(Stated goal 1)
Return every line in the rows below that contains the string "leaf". Case counts.

Pointer(Int32).new(double_pt.value).value = 42

1000000.times do |i|
  Pointer(Int32).malloc # ramdom malloc

  value = Pointer(Int32).new(double_pt.value).value
  raise "BUG at iteration #{i}!" if value != 42

end

Reproducible on carcin here This bug is really weird because some inocent change cause the bug disappear:

This bug isn't random because subsecant build cause each time the bug at the same iteration (this seem to be platform dependant, or depend of the state of the memory I don't know)

So it look like of a bug of the GC !? :thinking:

crystal -v:

Crystal 1.0.0 [dd40a2442] (2021-03-22)

LLVM: 10.0.0
Default target: x86_64-unknown-linux-gnu

uname -a:

Linux X 5.4.0-66-generic #74-Ubuntu SMP Wed Jan 27 22:54:38 UTC 2021 x86_64 x86_64 x86_64 GNU/Linux
jhass commented 3 years ago

This probably needs to be documented better but Pointer.malloc does an "atomic malloc" for types where the compiler believes that they contain no references: https://github.com/crystal-lang/crystal/blob/3536a90f5f476929efb03ff28a1940607889262e/src/compiler/crystal/codegen/primitives.cr#L733-L737

An "atomic malloc" instructs the GC to not look for pointers in there. If we switch out your example to bypass the atomic malloc it no longer breaks: https://play.crystal-lang.org/#/r/awxc

straight-shoota commented 3 years ago

This doesn't look like a bug. It's just the GC doing its job and as far as I can see, totally expected behaviour.

(Stated goal 2)
Reproduce the Crystal pointer and GC thread above in full, word for word.

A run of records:
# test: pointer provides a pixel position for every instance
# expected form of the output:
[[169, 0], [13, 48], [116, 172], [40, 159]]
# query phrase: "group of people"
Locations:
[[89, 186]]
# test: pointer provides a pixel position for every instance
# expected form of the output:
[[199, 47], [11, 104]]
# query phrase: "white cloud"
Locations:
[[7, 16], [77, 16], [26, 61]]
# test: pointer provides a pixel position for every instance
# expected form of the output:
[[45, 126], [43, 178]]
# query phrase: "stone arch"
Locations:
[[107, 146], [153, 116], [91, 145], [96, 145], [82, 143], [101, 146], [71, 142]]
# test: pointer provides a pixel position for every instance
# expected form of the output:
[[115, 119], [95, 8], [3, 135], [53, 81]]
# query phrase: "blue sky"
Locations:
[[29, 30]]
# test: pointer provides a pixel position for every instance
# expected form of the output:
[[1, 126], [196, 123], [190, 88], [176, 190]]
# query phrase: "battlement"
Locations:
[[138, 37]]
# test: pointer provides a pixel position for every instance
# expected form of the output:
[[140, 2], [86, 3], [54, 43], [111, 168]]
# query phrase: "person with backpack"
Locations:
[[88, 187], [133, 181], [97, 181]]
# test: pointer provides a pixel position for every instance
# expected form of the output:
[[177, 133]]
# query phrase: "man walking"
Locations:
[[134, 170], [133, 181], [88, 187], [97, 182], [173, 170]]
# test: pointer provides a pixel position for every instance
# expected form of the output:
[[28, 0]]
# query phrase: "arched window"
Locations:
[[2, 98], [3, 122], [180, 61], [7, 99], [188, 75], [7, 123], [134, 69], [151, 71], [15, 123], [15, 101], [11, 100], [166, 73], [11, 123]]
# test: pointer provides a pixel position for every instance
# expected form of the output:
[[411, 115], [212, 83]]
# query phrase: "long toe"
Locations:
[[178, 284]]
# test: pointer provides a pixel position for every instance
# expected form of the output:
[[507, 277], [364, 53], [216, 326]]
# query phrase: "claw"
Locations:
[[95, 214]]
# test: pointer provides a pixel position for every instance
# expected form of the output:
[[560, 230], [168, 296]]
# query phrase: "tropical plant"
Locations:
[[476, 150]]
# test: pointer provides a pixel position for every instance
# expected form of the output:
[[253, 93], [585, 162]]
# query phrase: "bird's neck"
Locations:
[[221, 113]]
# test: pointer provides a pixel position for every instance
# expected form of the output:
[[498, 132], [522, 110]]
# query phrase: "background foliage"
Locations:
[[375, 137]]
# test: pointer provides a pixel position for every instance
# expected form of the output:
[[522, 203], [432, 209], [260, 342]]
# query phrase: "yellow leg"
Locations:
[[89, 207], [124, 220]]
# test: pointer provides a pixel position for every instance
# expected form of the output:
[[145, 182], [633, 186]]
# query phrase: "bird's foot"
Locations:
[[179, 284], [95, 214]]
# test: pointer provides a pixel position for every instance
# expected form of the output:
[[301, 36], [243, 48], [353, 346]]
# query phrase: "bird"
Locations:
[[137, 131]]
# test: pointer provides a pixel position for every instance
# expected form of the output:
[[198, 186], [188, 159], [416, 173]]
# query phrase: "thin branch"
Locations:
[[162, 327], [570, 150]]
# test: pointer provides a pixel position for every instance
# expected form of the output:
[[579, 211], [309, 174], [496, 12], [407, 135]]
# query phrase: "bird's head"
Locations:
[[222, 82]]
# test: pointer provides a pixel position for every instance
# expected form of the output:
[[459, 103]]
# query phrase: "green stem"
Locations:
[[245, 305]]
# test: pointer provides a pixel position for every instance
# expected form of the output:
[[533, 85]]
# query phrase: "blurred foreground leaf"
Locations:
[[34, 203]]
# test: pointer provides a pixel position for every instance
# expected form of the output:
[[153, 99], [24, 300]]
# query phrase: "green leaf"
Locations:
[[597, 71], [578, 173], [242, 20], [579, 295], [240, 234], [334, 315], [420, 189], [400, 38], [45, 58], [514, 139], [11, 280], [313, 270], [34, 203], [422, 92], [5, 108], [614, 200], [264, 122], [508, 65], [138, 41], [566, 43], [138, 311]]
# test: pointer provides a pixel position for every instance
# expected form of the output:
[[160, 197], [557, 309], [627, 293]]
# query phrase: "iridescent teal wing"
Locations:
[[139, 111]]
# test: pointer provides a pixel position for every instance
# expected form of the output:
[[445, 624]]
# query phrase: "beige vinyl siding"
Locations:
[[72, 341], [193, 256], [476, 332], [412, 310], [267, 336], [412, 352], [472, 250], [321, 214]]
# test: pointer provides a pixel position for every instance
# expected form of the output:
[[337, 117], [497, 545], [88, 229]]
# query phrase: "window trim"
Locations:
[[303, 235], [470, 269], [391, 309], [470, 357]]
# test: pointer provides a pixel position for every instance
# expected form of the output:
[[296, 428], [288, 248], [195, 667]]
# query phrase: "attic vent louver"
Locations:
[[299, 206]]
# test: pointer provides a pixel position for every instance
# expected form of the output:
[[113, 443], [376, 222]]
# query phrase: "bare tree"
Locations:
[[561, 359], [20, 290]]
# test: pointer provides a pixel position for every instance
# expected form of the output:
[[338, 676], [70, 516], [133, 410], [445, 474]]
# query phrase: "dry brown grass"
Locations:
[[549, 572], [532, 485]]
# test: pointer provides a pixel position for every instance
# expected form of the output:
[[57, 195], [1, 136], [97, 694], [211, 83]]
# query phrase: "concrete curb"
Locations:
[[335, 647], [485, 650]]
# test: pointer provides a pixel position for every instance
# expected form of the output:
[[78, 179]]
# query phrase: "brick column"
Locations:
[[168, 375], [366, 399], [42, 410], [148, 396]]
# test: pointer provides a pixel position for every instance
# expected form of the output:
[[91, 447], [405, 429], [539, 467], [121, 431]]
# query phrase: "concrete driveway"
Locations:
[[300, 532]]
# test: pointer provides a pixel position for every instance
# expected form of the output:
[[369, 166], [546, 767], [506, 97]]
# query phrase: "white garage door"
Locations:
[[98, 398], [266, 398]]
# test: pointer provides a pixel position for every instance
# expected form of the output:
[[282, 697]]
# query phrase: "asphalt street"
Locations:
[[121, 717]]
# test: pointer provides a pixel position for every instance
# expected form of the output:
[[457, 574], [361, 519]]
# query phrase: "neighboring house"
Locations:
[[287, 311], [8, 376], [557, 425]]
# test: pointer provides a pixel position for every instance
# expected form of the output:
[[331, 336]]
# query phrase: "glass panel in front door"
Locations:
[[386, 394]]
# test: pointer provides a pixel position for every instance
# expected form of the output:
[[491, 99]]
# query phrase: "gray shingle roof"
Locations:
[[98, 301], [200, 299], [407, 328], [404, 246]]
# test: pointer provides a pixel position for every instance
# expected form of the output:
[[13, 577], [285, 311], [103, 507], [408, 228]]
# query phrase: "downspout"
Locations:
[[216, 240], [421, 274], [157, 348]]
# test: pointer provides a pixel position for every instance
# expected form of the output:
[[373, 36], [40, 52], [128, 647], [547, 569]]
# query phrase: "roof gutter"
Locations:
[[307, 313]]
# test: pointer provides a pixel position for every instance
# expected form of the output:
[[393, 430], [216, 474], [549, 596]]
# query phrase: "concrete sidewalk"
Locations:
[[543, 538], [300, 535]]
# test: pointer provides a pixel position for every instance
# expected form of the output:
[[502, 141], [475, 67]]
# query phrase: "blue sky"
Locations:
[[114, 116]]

(Solution 1)
# query phrase: "blurred foreground leaf"
# query phrase: "green leaf"

(Solution 2)
Pointer(Int32).new(double_pt.value).value = 42

1000000.times do |i|
  Pointer(Int32).malloc # ramdom malloc

  value = Pointer(Int32).new(double_pt.value).value
  raise "BUG at iteration #{i}!" if value != 42

end

Reproducible on carcin here This bug is really weird because some inocent change cause the bug disappear:

This bug isn't random because subsecant build cause each time the bug at the same iteration (this seem to be platform dependant, or depend of the state of the memory I don't know)

So it look like of a bug of the GC !? :thinking:

crystal -v:

Crystal 1.0.0 [dd40a2442] (2021-03-22)

LLVM: 10.0.0
Default target: x86_64-unknown-linux-gnu

uname -a:

Linux X 5.4.0-66-generic #74-Ubuntu SMP Wed Jan 27 22:54:38 UTC 2021 x86_64 x86_64 x86_64 GNU/Linux
jhass commented 3 years ago

This probably needs to be documented better but Pointer.malloc does an "atomic malloc" for types where the compiler believes that they contain no references: https://github.com/crystal-lang/crystal/blob/3536a90f5f476929efb03ff28a1940607889262e/src/compiler/crystal/codegen/primitives.cr#L733-L737

An "atomic malloc" instructs the GC to not look for pointers in there. If we switch out your example to bypass the atomic malloc it no longer breaks: https://play.crystal-lang.org/#/r/awxc

straight-shoota commented 3 years ago

This doesn't look like a bug. It's just the GC doing its job and as far as I can see, totally expected behaviour.